__PROBLEM DETAILS__: Copy the whole listing verbatim.

[Start of Attachment]

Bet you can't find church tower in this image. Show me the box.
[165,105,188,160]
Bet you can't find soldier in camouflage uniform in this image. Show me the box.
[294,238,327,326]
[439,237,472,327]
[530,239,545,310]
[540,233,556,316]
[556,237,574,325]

[End of Attachment]

__REPLY__:
Bet you can't find church tower in this image. Show me the box.
[165,105,188,160]
Bet you can't find soldier in camouflage uniform in this image. Show me the box.
[294,238,327,326]
[439,237,472,327]
[530,239,545,310]
[540,233,556,316]
[556,237,574,325]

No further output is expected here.